Page:
# # #

Sue Donaldson & Will Kymlicka, Zoopolis: A Political Theory of Animal Rights (2011)
  • "zoopolis" means animal city

Individualistic animal ethics--our obligations to animals depend on each individual animal's "intrinsic moral standing" (D&K p. 1).
  1. Peter Singer--Does this individual have interests? If so they count equally--based on the seriousness of the interest, not the identity of the interest-owner.
  2. Tom Regan--is this animal a subject of a life, with inherent value and rights? (AR theory)
Political approach to animal ethics
  1. Intrinsic moral standing does matter--they support AR theory
  2. But political status matters too--our obligations depend partly on an animal's relationship to our political community




Political status, starting with the human case

Picture people who get off a plane

Passport control at DFW
international terminal

They all have  the same rights based on "intrinsic moral standing" (p. 1) – enshrined in Universal Declaration of Human Rights 
  1. right to life
  2. right to liberty
  3. we can't torture or enslave any of them!
They hae different rights based on "relationship to a particular political community" (p. 2)

# # #

Excerpted records:

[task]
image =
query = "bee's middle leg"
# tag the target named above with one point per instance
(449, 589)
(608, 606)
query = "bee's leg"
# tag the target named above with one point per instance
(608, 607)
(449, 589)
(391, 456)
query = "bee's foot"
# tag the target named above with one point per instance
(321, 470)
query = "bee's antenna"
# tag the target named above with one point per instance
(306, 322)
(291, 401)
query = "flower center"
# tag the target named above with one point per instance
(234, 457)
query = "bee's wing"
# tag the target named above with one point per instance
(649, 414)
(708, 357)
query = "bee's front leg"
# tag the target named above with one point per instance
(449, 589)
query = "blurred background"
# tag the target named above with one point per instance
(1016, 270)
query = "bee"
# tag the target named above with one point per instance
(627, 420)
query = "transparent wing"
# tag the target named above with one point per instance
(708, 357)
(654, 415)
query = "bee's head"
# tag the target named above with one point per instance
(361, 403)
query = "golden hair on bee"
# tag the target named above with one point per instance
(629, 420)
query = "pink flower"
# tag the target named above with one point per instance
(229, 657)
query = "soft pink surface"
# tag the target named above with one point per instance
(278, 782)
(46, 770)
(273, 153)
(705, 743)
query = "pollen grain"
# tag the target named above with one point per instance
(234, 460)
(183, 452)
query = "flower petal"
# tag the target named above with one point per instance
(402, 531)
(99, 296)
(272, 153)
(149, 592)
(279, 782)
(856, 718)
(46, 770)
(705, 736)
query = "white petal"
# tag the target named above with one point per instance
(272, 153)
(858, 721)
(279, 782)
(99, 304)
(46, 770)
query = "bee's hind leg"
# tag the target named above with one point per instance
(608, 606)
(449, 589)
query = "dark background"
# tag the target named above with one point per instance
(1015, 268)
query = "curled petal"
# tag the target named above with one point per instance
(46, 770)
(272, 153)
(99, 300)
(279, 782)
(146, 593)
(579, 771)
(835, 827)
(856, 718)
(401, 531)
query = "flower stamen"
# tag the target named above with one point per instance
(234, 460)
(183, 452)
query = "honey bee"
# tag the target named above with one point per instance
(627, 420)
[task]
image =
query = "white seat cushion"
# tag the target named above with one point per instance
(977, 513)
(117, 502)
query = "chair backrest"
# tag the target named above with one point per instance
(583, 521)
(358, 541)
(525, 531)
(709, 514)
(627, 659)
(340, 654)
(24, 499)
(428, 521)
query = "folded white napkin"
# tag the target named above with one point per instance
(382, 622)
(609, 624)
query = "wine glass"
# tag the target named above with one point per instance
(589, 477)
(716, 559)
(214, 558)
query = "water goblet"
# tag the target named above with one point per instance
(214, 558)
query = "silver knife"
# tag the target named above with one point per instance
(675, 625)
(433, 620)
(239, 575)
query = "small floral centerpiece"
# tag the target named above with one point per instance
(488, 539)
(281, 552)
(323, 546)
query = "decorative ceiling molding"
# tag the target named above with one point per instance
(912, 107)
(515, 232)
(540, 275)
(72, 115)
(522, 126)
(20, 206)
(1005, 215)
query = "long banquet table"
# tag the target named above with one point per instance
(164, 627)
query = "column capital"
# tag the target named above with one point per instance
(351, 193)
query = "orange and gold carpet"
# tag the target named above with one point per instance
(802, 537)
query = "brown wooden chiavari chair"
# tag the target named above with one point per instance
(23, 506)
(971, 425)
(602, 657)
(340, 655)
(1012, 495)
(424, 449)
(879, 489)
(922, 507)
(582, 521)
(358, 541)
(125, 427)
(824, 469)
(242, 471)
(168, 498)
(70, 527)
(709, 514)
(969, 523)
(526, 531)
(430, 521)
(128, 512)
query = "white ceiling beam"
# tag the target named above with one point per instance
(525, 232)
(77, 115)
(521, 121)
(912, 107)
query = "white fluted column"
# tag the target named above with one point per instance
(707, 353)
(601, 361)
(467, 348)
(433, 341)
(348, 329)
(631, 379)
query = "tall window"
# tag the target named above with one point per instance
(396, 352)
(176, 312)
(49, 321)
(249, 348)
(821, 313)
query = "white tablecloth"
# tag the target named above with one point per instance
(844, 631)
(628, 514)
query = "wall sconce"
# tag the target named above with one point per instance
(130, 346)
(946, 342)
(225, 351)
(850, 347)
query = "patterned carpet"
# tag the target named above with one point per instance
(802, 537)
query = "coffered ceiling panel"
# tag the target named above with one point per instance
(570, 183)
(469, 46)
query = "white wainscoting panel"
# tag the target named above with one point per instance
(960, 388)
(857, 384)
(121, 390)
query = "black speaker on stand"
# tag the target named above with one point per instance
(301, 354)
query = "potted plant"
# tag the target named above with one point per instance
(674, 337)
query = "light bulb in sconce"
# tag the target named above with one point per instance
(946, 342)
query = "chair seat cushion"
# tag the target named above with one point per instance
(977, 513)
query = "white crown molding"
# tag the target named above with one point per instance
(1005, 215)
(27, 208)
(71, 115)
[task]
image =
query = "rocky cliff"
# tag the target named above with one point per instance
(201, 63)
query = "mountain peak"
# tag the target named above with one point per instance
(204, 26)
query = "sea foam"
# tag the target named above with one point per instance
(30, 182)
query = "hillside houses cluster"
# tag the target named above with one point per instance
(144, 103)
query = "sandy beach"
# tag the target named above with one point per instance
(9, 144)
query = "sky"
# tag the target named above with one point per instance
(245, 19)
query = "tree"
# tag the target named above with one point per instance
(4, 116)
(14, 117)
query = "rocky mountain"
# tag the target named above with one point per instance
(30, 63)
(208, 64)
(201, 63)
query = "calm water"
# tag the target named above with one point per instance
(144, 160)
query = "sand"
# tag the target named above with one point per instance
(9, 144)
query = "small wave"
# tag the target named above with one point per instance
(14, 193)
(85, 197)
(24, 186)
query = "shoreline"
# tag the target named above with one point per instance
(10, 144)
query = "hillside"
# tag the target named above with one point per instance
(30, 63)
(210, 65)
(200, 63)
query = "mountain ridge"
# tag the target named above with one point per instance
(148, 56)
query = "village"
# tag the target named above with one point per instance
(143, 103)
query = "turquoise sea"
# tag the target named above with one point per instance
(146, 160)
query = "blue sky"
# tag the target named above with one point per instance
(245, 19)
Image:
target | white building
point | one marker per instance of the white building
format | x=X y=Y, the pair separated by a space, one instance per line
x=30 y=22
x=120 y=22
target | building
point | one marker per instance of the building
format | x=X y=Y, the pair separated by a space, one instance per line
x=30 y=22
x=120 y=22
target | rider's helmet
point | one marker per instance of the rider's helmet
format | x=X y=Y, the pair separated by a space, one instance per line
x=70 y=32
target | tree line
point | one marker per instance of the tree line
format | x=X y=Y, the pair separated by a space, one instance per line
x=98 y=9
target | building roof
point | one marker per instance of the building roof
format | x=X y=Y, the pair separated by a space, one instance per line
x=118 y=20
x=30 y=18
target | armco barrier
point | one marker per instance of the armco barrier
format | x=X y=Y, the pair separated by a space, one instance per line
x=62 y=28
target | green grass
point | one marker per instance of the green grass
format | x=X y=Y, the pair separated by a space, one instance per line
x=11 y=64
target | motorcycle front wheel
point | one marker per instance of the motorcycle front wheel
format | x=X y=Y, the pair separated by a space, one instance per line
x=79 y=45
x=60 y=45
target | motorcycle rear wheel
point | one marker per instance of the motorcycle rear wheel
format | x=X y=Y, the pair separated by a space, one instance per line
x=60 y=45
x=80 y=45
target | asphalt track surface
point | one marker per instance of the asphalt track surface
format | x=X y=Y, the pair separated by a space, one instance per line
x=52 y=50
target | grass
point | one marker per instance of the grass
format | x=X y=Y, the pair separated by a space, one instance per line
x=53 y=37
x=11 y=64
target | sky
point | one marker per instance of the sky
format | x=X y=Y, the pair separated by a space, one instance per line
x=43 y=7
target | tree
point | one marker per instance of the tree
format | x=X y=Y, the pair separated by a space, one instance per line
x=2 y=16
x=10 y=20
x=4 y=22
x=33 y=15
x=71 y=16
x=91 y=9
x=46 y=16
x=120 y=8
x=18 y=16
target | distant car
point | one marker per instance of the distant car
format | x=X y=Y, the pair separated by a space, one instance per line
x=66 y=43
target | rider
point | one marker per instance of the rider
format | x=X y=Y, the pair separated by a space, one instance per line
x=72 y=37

# # #

Goal:
Continue the Zoopolis lecture notes from their last line.

Exercise answer:
  1. Citizens of the US
    • right to enter the US
    • right to work here
    • right to have their interests represented by government
    • right to vote
    • right to have access to public spaces (can go there, signs are in your language)
    • right to emergency health care
  2. In-betweens: "tourists, foreign students, refugee claimants, business visitors or temporary workers" (p. 2). Other in-betweens: undocumented immigrants 
    • have all the rights based on "intrinsic moral standing" 
    • don't have all of the rights of citizens, but have some
    • lose some rights they had in home country 
  3. Foreign Nationals--citizens of other countries, living elsewhere
    • have set of rights established in other nation
What should we do about the problems of Xs?  Need to know whether the Xs are citizens in-betweens, or foreign nationals.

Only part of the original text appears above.